• _Complete the following_
1) Answer these questions using the Vizag travel account:
(a) How large was the foreigner tax on the train ticket from Kolkata to Vizag?
(b) What kept the writer from booking a bus ticket without help?
(c) What marked the beginning of the shopping district?
2) According to the Vizag travel account, why did the online ticket the hotel staff booked suit the writer better than the train?
3) Retype the part of the Vizag travel account starting at "The hotel staff" and ending at "within Indian culture.".

Vizag to Hyderabad, India
Day 172: Country #20
When I booked the train from Kolkata to Vizag, the agent told me that the ticket had a 50% foreigner tax, which really upset me because I don’t like blatant price discrimination policies like that, so I looked into bus options. However, I was not able to book on my own without an Indian phone number, even though I was capable of getting text messages on my phone plan.
The hotel staff were super nice and helped me book an online ticket at a cheaper price than the train, which would allow me to see more urban areas because the train seemed to run through the countryside. Once the ticket was booked, I grabbed breakfast , which was included at the restaurant next door where I got my hands on some newspapers. An advertisement about car horn honking was an amusing appeal given how ingrained the behavior seems to be within Indian culture.
Then I headed west to Central Park, a pretty large green space featuring a few small, but pristine gardens. It took a little while to walk through, find a way out, then around the park so that I could continue toward Vizag Central to check out what looked like a large commercial center full of malls. I found myself passing through large sections of hospitals and clinics, which made me further wonder why a relatively small city had so many facilities.
After some distance, I finally reached the Dutch Cemetery, which marked the beginning of the shopping district. Interestingly, this proximity between a cemetery and malls seemed to be the case with Kolkata’s Park street.

[Collected data]

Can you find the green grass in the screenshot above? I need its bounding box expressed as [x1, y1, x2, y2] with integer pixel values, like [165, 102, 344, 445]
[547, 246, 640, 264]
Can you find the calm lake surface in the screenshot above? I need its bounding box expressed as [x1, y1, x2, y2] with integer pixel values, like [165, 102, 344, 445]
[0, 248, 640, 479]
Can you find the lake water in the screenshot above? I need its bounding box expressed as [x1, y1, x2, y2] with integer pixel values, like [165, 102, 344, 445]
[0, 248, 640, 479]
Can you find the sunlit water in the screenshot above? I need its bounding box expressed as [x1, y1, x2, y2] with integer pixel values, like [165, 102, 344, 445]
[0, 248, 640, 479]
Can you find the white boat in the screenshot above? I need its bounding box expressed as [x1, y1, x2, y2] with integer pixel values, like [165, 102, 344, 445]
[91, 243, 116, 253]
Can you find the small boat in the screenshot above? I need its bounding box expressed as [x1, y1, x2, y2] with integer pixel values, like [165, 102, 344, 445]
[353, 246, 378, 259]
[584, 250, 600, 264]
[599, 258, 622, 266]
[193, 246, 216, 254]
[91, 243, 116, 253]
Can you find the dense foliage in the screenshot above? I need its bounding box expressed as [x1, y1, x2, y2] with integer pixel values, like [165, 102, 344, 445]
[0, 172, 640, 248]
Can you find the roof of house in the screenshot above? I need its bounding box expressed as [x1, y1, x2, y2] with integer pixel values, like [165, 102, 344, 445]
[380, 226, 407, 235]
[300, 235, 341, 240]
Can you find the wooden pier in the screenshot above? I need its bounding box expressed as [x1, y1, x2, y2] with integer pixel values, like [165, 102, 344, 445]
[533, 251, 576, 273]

• _Exercise results_
1)
(a) 50%
(b) The writer did not have an Indian phone number.
(c) The Dutch Cemetery

2) The online ticket cost less than the train. It would also let the writer see more urban areas, because the train seemed to run through the countryside.

3)
The hotel staff were super nice and helped me book an online ticket at a cheaper price than the train, which would allow me to see more urban areas because the train seemed to run through the countryside. Once the ticket was booked, I grabbed breakfast , which was included at the restaurant next door where I got my hands on some newspapers. An advertisement about car horn honking was an amusing appeal given how ingrained the behavior seems to be within Indian culture.